EXERCISE GOAL :: Extract every line in the data below that contains the string "hard". Matching is case-sensitive.

=-=-=

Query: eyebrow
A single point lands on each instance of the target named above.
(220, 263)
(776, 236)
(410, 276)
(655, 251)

=-=-=

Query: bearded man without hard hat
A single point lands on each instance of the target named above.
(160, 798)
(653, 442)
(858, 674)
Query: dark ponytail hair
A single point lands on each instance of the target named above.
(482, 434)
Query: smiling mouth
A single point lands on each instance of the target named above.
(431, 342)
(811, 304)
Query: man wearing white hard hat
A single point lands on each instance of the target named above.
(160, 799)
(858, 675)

=-=-=

EXERCISE SOLUTION ::
Query: bearded man without hard hat
Query: man wearing white hard hat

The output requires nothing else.